* [Exercise text]
--- START ---
Time For Bernie To Hang Up The Gloves?
After a heart attack that has kept him out of the campaign for a week, it may be time for Bernie Sanders to pack it in.
Just about a week after the cardiac incident that took him off the campaign trail, which his campaign later disclosed to have been a heart attack, Vermont Senator Bernie Sanders said that the incident will lead him to re-evaluate his approach to campaigning:
BURLINGTON, Vt. — Senator Bernie Sanders, in a striking concession for a leading presidential candidate, said on Tuesday that he planned to slow down his pace on the campaign trail after suffering a heart attack a week ago, and acknowledged that voters would likely consider his health when deciding whether to support him.
“I think we’re going to change the nature of the campaign a bit,” Mr. Sanders told reporters after a visit with a local cardiologist. “Make sure that I have the strength to do what I have to do.”
Mr. Sanders’s remarks stood in sharp contrast with comments in recent days from his campaign advisers, who have insisted that the Vermont senator was neither changing course nor easing his trademark intensity as a result of the heart attack.
Given Mr. Sanders’s influential role in the Democratic race, not only as a top candidate but also as a driving force in policy debates, his decision to pull back campaigning injects new uncertainty into the contest — both for the future of Mr. Sanders’s candidacy and the possible ramifications for other contenders.
Mr. Sanders has been campaigning almost nonstop when not carrying out his Senate duties in Washington, D.C., a pace that he pointedly noted on Tuesday.
“We were doing, you know, in some cases five or six meetings a day, three or four rallies and town meetings and meeting with groups of people,” Mr. Sanders said. “I don’t think I’m going to do that.”
--- END ---
* [Set of tasks]
a. Copy the passage of the article on Bernie Sanders's heart attack that begins at the words "Just about a" and stops after the words "to support him.".
b. List every passage that the article on Bernie Sanders's heart attack places inside quotation marks.

* [Stored data]
--- START ---
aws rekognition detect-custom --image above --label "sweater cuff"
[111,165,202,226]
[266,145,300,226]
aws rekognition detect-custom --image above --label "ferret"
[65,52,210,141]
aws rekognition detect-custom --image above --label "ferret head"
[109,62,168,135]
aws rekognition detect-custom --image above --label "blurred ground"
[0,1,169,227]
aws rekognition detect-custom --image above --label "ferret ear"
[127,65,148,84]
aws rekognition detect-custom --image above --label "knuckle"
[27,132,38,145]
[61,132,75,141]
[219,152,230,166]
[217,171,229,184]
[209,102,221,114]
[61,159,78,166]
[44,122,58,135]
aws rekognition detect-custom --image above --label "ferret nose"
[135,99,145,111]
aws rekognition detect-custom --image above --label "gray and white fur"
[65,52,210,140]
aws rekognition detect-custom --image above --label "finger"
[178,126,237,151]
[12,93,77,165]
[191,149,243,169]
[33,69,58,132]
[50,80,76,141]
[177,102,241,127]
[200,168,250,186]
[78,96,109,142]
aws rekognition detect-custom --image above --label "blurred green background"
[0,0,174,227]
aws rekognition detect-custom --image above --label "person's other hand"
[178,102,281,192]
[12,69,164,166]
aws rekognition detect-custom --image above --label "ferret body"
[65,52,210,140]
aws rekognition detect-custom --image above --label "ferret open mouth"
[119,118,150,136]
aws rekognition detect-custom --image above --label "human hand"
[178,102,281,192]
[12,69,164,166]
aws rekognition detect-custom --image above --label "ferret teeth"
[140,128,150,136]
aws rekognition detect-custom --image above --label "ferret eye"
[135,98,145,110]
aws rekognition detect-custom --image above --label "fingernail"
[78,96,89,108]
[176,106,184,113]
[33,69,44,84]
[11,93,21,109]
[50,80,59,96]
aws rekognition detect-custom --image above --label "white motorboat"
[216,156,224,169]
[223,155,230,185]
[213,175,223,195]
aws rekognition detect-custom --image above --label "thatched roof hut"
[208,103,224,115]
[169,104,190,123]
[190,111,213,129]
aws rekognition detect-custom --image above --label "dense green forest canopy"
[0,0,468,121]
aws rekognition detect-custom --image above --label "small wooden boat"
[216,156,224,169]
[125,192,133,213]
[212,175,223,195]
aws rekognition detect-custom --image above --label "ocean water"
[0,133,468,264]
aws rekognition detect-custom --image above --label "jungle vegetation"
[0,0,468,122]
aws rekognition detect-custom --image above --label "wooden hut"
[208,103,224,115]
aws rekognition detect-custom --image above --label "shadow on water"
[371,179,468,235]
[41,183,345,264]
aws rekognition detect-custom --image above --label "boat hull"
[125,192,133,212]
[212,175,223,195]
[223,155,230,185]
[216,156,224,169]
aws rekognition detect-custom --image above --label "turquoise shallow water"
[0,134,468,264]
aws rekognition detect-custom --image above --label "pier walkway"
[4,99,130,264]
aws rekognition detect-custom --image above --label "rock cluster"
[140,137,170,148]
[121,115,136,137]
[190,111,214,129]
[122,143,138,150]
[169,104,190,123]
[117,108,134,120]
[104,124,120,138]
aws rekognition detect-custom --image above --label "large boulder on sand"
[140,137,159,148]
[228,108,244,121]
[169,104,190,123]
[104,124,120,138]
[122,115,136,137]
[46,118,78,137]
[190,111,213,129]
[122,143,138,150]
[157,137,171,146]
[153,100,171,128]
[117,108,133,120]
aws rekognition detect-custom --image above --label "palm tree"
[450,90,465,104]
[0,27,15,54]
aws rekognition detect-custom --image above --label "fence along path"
--- END ---
* [Outputs for the tasks]
a.
Just about a week after the cardiac incident that took him off the campaign trail, which his campaign later disclosed to have been a heart attack, Vermont Senator Bernie Sanders said that the incident will lead him to re-evaluate his approach to campaigning:
BURLINGTON, Vt. — Senator Bernie Sanders, in a striking concession for a leading presidential candidate, said on Tuesday that he planned to slow down his pace on the campaign trail after suffering a heart attack a week ago, and acknowledged that voters would likely consider his health when deciding whether to support him.

b.
- I think we’re going to change the nature of the campaign a bit,
- Make sure that I have the strength to do what I have to do.
- We were doing, you know, in some cases five or six meetings a day, three or four rallies and town meetings and meeting with groups of people,
- I don’t think I’m going to do that.